- **Task directions**
Transcribe every entry exactly, leaving out any pictures.

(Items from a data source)
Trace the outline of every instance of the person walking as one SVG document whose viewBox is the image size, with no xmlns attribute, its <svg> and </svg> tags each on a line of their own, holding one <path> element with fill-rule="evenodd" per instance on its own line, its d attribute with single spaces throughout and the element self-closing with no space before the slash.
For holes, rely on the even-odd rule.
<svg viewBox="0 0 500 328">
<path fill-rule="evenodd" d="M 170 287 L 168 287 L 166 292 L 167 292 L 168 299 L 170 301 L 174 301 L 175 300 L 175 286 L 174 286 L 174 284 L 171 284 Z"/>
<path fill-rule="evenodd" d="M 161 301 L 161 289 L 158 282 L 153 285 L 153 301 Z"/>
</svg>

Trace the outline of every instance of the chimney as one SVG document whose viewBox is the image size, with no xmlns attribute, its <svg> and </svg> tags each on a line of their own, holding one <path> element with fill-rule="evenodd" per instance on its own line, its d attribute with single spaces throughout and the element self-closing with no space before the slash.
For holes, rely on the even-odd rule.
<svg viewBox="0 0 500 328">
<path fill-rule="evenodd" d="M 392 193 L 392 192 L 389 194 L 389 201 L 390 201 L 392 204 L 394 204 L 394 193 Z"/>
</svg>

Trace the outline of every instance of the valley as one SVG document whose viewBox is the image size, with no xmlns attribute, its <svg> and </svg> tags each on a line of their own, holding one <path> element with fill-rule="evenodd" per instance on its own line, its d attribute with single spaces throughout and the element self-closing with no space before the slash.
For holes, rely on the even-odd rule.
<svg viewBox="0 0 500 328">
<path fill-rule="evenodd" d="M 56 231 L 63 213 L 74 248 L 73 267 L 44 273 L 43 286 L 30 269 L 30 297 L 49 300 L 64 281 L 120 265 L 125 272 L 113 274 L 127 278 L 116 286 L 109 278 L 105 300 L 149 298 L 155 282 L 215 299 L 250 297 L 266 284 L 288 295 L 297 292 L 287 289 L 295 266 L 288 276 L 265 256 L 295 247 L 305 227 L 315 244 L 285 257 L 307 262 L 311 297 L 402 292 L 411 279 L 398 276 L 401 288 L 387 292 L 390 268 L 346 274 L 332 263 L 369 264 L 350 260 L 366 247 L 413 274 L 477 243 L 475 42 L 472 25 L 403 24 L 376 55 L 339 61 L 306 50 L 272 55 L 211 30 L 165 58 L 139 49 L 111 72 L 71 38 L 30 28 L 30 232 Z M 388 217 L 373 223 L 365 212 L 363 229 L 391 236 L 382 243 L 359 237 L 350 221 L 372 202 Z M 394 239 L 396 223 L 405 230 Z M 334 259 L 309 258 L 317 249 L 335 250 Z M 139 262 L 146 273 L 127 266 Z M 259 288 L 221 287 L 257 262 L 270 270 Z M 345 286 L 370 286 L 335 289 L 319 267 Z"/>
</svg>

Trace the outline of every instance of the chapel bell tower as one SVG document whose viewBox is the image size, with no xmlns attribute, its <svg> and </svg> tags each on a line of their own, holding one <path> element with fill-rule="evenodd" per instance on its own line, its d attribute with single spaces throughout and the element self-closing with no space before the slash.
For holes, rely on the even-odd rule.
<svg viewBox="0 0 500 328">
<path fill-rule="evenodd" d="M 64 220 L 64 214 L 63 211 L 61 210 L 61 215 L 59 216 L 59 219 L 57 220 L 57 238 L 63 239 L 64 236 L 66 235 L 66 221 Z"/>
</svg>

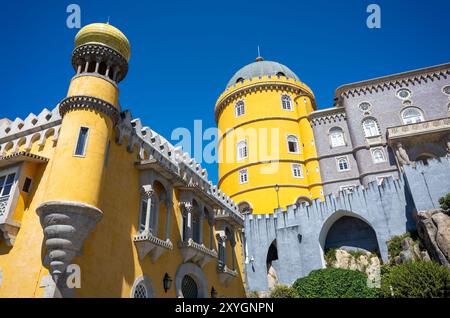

- **Solution to the problem**
Trace the outline of every instance of the person walking as one SVG document whose viewBox is the image size, with no xmlns attribute, its <svg> and </svg> tags each on a line of their own, holding one <path> element with fill-rule="evenodd" per instance on its own line, its d attribute with single spaces throughout and the element self-closing with no space before the slash.
For holes, rely on the even-odd rule.
<svg viewBox="0 0 500 328">
<path fill-rule="evenodd" d="M 170 287 L 168 287 L 166 292 L 167 292 L 168 299 L 170 301 L 174 301 L 175 300 L 175 286 L 174 286 L 174 284 L 171 284 Z"/>
<path fill-rule="evenodd" d="M 161 301 L 161 289 L 158 282 L 153 285 L 153 301 Z"/>
</svg>

Trace the outline of every instance of the chimney as one SVG document whose viewBox is the image size, with no xmlns attribute, its <svg> and </svg> tags each on a line of their own, holding one <path> element with fill-rule="evenodd" per instance on its own line, its d attribute with single spaces throughout and the element self-closing with no space before the slash.
For holes, rely on the even-odd rule.
<svg viewBox="0 0 500 328">
<path fill-rule="evenodd" d="M 392 193 L 392 192 L 389 194 L 389 201 L 390 201 L 392 204 L 394 204 L 394 193 Z"/>
</svg>

Trace the outline of every instance of the valley as one SVG document whose viewBox is the image size, with no xmlns attribute, its <svg> and </svg> tags each on a line of their own, holding one <path> element with fill-rule="evenodd" per instance on its own line, its d attribute with single spaces throughout and the element self-closing with no space before the slash.
For holes, rely on the even-odd rule.
<svg viewBox="0 0 500 328">
<path fill-rule="evenodd" d="M 56 231 L 63 213 L 74 248 L 73 267 L 44 273 L 43 286 L 30 269 L 30 297 L 49 300 L 64 281 L 120 265 L 125 272 L 113 274 L 127 278 L 116 286 L 109 278 L 105 300 L 149 298 L 155 282 L 215 299 L 250 297 L 266 284 L 288 295 L 297 292 L 287 289 L 295 266 L 288 276 L 265 256 L 295 247 L 305 227 L 315 244 L 285 257 L 307 262 L 311 297 L 402 292 L 411 279 L 398 276 L 401 288 L 387 292 L 390 268 L 346 274 L 332 263 L 369 264 L 350 260 L 366 247 L 413 274 L 477 243 L 475 42 L 472 25 L 403 24 L 376 55 L 339 61 L 306 50 L 272 55 L 211 30 L 165 58 L 139 49 L 111 72 L 71 38 L 30 28 L 30 232 Z M 388 217 L 373 223 L 365 212 L 363 229 L 391 236 L 382 243 L 359 237 L 350 221 L 372 202 Z M 394 239 L 396 223 L 405 230 Z M 334 259 L 309 258 L 317 249 L 335 250 Z M 139 262 L 146 273 L 127 266 Z M 259 288 L 221 287 L 257 262 L 270 270 Z M 345 286 L 370 286 L 335 289 L 319 267 Z"/>
</svg>

Trace the outline of every instance of the chapel bell tower as one SVG document whose viewBox is the image size, with no xmlns attribute, its <svg> and </svg> tags each on a line of their own, holding one <path> element with fill-rule="evenodd" per instance on its own line, its d attribute with single spaces throughout and the element self-closing with no space before the slash.
For holes, rely on the even-odd rule.
<svg viewBox="0 0 500 328">
<path fill-rule="evenodd" d="M 64 220 L 64 214 L 63 211 L 61 210 L 61 215 L 59 216 L 59 219 L 57 220 L 57 238 L 63 239 L 64 236 L 66 235 L 66 221 Z"/>
</svg>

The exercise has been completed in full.